Exercise inputs START
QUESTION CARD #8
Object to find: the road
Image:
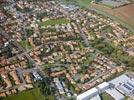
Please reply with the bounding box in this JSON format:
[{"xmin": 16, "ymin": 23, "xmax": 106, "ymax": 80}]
[
  {"xmin": 75, "ymin": 21, "xmax": 89, "ymax": 47},
  {"xmin": 16, "ymin": 67, "xmax": 41, "ymax": 84}
]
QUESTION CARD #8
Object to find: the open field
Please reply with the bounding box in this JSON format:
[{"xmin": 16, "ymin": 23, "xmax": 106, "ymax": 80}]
[
  {"xmin": 114, "ymin": 4, "xmax": 134, "ymax": 25},
  {"xmin": 90, "ymin": 3, "xmax": 134, "ymax": 32},
  {"xmin": 39, "ymin": 18, "xmax": 70, "ymax": 27},
  {"xmin": 4, "ymin": 88, "xmax": 44, "ymax": 100},
  {"xmin": 60, "ymin": 0, "xmax": 92, "ymax": 8},
  {"xmin": 75, "ymin": 0, "xmax": 92, "ymax": 7}
]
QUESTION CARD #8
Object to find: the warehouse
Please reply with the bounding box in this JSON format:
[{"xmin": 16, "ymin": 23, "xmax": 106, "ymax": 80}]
[{"xmin": 106, "ymin": 88, "xmax": 125, "ymax": 100}]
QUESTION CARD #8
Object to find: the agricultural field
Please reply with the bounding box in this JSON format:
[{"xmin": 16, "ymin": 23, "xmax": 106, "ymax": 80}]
[
  {"xmin": 114, "ymin": 3, "xmax": 134, "ymax": 26},
  {"xmin": 90, "ymin": 3, "xmax": 134, "ymax": 32}
]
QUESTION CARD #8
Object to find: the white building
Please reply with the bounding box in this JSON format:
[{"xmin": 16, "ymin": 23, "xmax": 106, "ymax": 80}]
[
  {"xmin": 90, "ymin": 95, "xmax": 101, "ymax": 100},
  {"xmin": 97, "ymin": 82, "xmax": 110, "ymax": 93},
  {"xmin": 77, "ymin": 88, "xmax": 98, "ymax": 100},
  {"xmin": 54, "ymin": 78, "xmax": 65, "ymax": 94},
  {"xmin": 106, "ymin": 88, "xmax": 125, "ymax": 100},
  {"xmin": 109, "ymin": 74, "xmax": 134, "ymax": 98}
]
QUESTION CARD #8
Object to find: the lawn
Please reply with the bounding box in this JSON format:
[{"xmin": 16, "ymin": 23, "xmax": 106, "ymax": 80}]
[
  {"xmin": 39, "ymin": 18, "xmax": 70, "ymax": 27},
  {"xmin": 4, "ymin": 88, "xmax": 45, "ymax": 100},
  {"xmin": 19, "ymin": 40, "xmax": 33, "ymax": 50},
  {"xmin": 74, "ymin": 0, "xmax": 92, "ymax": 8},
  {"xmin": 61, "ymin": 0, "xmax": 92, "ymax": 8},
  {"xmin": 101, "ymin": 93, "xmax": 111, "ymax": 100}
]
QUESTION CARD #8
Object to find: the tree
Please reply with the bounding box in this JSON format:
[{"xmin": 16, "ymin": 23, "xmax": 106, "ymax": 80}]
[
  {"xmin": 90, "ymin": 38, "xmax": 134, "ymax": 69},
  {"xmin": 0, "ymin": 76, "xmax": 4, "ymax": 85},
  {"xmin": 0, "ymin": 97, "xmax": 4, "ymax": 100},
  {"xmin": 37, "ymin": 78, "xmax": 52, "ymax": 96}
]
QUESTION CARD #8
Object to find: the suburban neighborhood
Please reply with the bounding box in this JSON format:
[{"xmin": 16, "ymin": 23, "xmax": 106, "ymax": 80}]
[{"xmin": 0, "ymin": 0, "xmax": 134, "ymax": 100}]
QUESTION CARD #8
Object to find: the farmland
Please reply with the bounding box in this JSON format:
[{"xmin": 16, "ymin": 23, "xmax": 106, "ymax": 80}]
[
  {"xmin": 90, "ymin": 3, "xmax": 134, "ymax": 32},
  {"xmin": 114, "ymin": 3, "xmax": 134, "ymax": 26}
]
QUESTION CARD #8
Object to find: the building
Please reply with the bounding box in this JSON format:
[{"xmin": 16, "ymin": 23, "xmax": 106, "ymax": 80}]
[
  {"xmin": 106, "ymin": 88, "xmax": 125, "ymax": 100},
  {"xmin": 54, "ymin": 78, "xmax": 65, "ymax": 95},
  {"xmin": 109, "ymin": 74, "xmax": 134, "ymax": 98},
  {"xmin": 97, "ymin": 82, "xmax": 110, "ymax": 93},
  {"xmin": 77, "ymin": 88, "xmax": 98, "ymax": 100},
  {"xmin": 32, "ymin": 71, "xmax": 42, "ymax": 80},
  {"xmin": 90, "ymin": 95, "xmax": 101, "ymax": 100}
]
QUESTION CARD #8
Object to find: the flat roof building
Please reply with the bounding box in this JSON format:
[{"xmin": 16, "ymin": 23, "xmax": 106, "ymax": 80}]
[
  {"xmin": 77, "ymin": 88, "xmax": 98, "ymax": 100},
  {"xmin": 109, "ymin": 74, "xmax": 134, "ymax": 98},
  {"xmin": 90, "ymin": 95, "xmax": 101, "ymax": 100},
  {"xmin": 97, "ymin": 82, "xmax": 110, "ymax": 93},
  {"xmin": 106, "ymin": 88, "xmax": 125, "ymax": 100}
]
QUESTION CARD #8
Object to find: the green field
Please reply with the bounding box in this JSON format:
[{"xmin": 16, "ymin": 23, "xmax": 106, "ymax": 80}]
[
  {"xmin": 101, "ymin": 93, "xmax": 111, "ymax": 100},
  {"xmin": 39, "ymin": 18, "xmax": 70, "ymax": 27},
  {"xmin": 4, "ymin": 88, "xmax": 45, "ymax": 100},
  {"xmin": 61, "ymin": 0, "xmax": 92, "ymax": 8},
  {"xmin": 75, "ymin": 0, "xmax": 92, "ymax": 7}
]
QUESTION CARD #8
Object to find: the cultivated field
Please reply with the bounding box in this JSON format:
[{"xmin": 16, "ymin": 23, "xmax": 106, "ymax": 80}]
[
  {"xmin": 91, "ymin": 3, "xmax": 134, "ymax": 32},
  {"xmin": 114, "ymin": 4, "xmax": 134, "ymax": 26}
]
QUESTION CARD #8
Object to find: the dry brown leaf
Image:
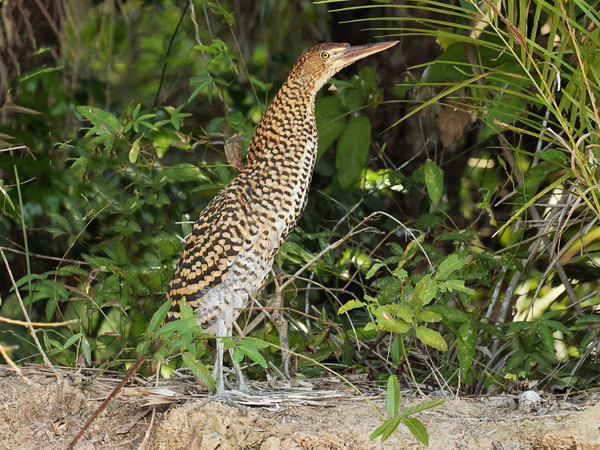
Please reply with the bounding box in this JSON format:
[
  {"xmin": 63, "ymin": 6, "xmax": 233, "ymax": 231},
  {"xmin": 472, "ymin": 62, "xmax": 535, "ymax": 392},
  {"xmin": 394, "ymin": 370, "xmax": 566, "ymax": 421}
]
[
  {"xmin": 225, "ymin": 133, "xmax": 244, "ymax": 172},
  {"xmin": 436, "ymin": 106, "xmax": 472, "ymax": 147}
]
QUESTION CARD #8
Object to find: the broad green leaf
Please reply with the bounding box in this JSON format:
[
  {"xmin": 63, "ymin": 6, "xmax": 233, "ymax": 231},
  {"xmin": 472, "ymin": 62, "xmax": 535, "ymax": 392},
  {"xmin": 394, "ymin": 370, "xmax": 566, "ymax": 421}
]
[
  {"xmin": 182, "ymin": 352, "xmax": 216, "ymax": 393},
  {"xmin": 379, "ymin": 304, "xmax": 414, "ymax": 322},
  {"xmin": 81, "ymin": 334, "xmax": 91, "ymax": 365},
  {"xmin": 537, "ymin": 324, "xmax": 556, "ymax": 355},
  {"xmin": 435, "ymin": 254, "xmax": 469, "ymax": 281},
  {"xmin": 235, "ymin": 339, "xmax": 270, "ymax": 368},
  {"xmin": 415, "ymin": 310, "xmax": 443, "ymax": 323},
  {"xmin": 414, "ymin": 274, "xmax": 437, "ymax": 305},
  {"xmin": 369, "ymin": 417, "xmax": 401, "ymax": 442},
  {"xmin": 457, "ymin": 322, "xmax": 476, "ymax": 373},
  {"xmin": 401, "ymin": 398, "xmax": 445, "ymax": 416},
  {"xmin": 14, "ymin": 272, "xmax": 45, "ymax": 288},
  {"xmin": 157, "ymin": 316, "xmax": 197, "ymax": 337},
  {"xmin": 538, "ymin": 319, "xmax": 573, "ymax": 338},
  {"xmin": 429, "ymin": 304, "xmax": 469, "ymax": 322},
  {"xmin": 386, "ymin": 374, "xmax": 401, "ymax": 416},
  {"xmin": 47, "ymin": 212, "xmax": 72, "ymax": 234},
  {"xmin": 416, "ymin": 326, "xmax": 448, "ymax": 351},
  {"xmin": 45, "ymin": 296, "xmax": 57, "ymax": 321},
  {"xmin": 377, "ymin": 315, "xmax": 411, "ymax": 334},
  {"xmin": 150, "ymin": 298, "xmax": 172, "ymax": 332},
  {"xmin": 403, "ymin": 417, "xmax": 429, "ymax": 446},
  {"xmin": 423, "ymin": 159, "xmax": 444, "ymax": 206},
  {"xmin": 336, "ymin": 115, "xmax": 371, "ymax": 190},
  {"xmin": 341, "ymin": 334, "xmax": 355, "ymax": 366},
  {"xmin": 70, "ymin": 156, "xmax": 88, "ymax": 179},
  {"xmin": 129, "ymin": 136, "xmax": 141, "ymax": 163},
  {"xmin": 442, "ymin": 279, "xmax": 475, "ymax": 294},
  {"xmin": 365, "ymin": 261, "xmax": 383, "ymax": 279},
  {"xmin": 63, "ymin": 333, "xmax": 83, "ymax": 349},
  {"xmin": 164, "ymin": 164, "xmax": 209, "ymax": 183},
  {"xmin": 77, "ymin": 106, "xmax": 122, "ymax": 134},
  {"xmin": 180, "ymin": 303, "xmax": 194, "ymax": 320},
  {"xmin": 279, "ymin": 241, "xmax": 314, "ymax": 264},
  {"xmin": 507, "ymin": 321, "xmax": 534, "ymax": 334},
  {"xmin": 316, "ymin": 95, "xmax": 346, "ymax": 159},
  {"xmin": 506, "ymin": 347, "xmax": 528, "ymax": 372},
  {"xmin": 318, "ymin": 117, "xmax": 346, "ymax": 160},
  {"xmin": 338, "ymin": 299, "xmax": 366, "ymax": 315}
]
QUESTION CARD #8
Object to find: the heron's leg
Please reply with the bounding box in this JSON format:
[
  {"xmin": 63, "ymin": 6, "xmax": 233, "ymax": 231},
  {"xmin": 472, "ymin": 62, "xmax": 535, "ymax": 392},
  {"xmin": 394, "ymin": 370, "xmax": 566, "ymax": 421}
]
[
  {"xmin": 213, "ymin": 319, "xmax": 227, "ymax": 396},
  {"xmin": 230, "ymin": 350, "xmax": 249, "ymax": 392}
]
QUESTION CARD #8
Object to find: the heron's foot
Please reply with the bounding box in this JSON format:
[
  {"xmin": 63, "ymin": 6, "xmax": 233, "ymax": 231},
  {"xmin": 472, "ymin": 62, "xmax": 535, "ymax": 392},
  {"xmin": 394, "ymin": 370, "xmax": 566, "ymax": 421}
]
[
  {"xmin": 223, "ymin": 377, "xmax": 259, "ymax": 396},
  {"xmin": 196, "ymin": 390, "xmax": 248, "ymax": 412}
]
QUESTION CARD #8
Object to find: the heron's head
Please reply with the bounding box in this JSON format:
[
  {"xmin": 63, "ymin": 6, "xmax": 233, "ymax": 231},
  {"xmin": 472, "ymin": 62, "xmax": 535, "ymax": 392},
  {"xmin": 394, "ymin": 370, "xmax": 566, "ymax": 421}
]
[{"xmin": 288, "ymin": 41, "xmax": 398, "ymax": 92}]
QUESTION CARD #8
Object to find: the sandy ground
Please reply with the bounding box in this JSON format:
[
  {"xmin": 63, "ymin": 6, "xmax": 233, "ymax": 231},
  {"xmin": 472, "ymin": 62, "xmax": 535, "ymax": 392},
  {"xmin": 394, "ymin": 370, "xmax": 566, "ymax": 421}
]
[{"xmin": 1, "ymin": 365, "xmax": 599, "ymax": 450}]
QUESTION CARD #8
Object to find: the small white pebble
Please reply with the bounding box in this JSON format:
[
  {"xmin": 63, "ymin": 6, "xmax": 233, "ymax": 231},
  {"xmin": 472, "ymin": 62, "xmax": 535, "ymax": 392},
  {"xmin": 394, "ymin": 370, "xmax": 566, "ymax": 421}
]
[{"xmin": 519, "ymin": 390, "xmax": 542, "ymax": 411}]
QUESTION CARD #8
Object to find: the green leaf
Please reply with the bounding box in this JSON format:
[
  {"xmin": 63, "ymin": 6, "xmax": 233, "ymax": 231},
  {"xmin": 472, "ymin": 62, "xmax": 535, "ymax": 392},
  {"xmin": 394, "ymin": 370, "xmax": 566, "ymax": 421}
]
[
  {"xmin": 442, "ymin": 279, "xmax": 475, "ymax": 294},
  {"xmin": 129, "ymin": 136, "xmax": 142, "ymax": 163},
  {"xmin": 423, "ymin": 159, "xmax": 444, "ymax": 206},
  {"xmin": 375, "ymin": 305, "xmax": 412, "ymax": 334},
  {"xmin": 47, "ymin": 212, "xmax": 72, "ymax": 234},
  {"xmin": 507, "ymin": 321, "xmax": 533, "ymax": 334},
  {"xmin": 506, "ymin": 347, "xmax": 528, "ymax": 372},
  {"xmin": 537, "ymin": 324, "xmax": 556, "ymax": 355},
  {"xmin": 416, "ymin": 326, "xmax": 448, "ymax": 351},
  {"xmin": 70, "ymin": 156, "xmax": 88, "ymax": 179},
  {"xmin": 336, "ymin": 115, "xmax": 371, "ymax": 189},
  {"xmin": 315, "ymin": 95, "xmax": 346, "ymax": 158},
  {"xmin": 538, "ymin": 318, "xmax": 573, "ymax": 338},
  {"xmin": 20, "ymin": 65, "xmax": 63, "ymax": 81},
  {"xmin": 77, "ymin": 106, "xmax": 122, "ymax": 134},
  {"xmin": 369, "ymin": 417, "xmax": 401, "ymax": 442},
  {"xmin": 429, "ymin": 304, "xmax": 470, "ymax": 322},
  {"xmin": 0, "ymin": 183, "xmax": 16, "ymax": 212},
  {"xmin": 386, "ymin": 374, "xmax": 401, "ymax": 416},
  {"xmin": 231, "ymin": 339, "xmax": 270, "ymax": 368},
  {"xmin": 164, "ymin": 163, "xmax": 209, "ymax": 183},
  {"xmin": 338, "ymin": 299, "xmax": 366, "ymax": 315},
  {"xmin": 401, "ymin": 398, "xmax": 445, "ymax": 416},
  {"xmin": 365, "ymin": 261, "xmax": 383, "ymax": 279},
  {"xmin": 457, "ymin": 322, "xmax": 476, "ymax": 373},
  {"xmin": 45, "ymin": 296, "xmax": 57, "ymax": 321},
  {"xmin": 182, "ymin": 352, "xmax": 216, "ymax": 393},
  {"xmin": 157, "ymin": 315, "xmax": 197, "ymax": 337},
  {"xmin": 64, "ymin": 333, "xmax": 83, "ymax": 349},
  {"xmin": 403, "ymin": 417, "xmax": 429, "ymax": 446},
  {"xmin": 414, "ymin": 310, "xmax": 443, "ymax": 323},
  {"xmin": 81, "ymin": 333, "xmax": 91, "ymax": 365},
  {"xmin": 435, "ymin": 254, "xmax": 469, "ymax": 281},
  {"xmin": 413, "ymin": 274, "xmax": 437, "ymax": 305},
  {"xmin": 434, "ymin": 230, "xmax": 480, "ymax": 242},
  {"xmin": 150, "ymin": 298, "xmax": 172, "ymax": 332}
]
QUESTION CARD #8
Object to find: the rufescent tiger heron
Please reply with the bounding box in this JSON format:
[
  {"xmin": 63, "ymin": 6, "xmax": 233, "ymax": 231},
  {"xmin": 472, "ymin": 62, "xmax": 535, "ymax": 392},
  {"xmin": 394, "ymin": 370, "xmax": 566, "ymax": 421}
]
[{"xmin": 163, "ymin": 41, "xmax": 398, "ymax": 399}]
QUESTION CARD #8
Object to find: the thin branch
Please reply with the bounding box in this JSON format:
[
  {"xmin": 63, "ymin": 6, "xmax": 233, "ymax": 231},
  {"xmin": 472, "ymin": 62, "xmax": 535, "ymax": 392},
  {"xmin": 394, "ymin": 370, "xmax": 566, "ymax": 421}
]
[
  {"xmin": 153, "ymin": 1, "xmax": 190, "ymax": 108},
  {"xmin": 0, "ymin": 317, "xmax": 78, "ymax": 327},
  {"xmin": 0, "ymin": 344, "xmax": 30, "ymax": 384}
]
Exercise inputs END
# Exercise objective:
Show every line of the data in which the word "heron" appears.

# Exercise response:
Object to find: the heron's leg
Object to find: the heron's foot
Object to find: the heron's head
Object to find: the rufescent tiger heron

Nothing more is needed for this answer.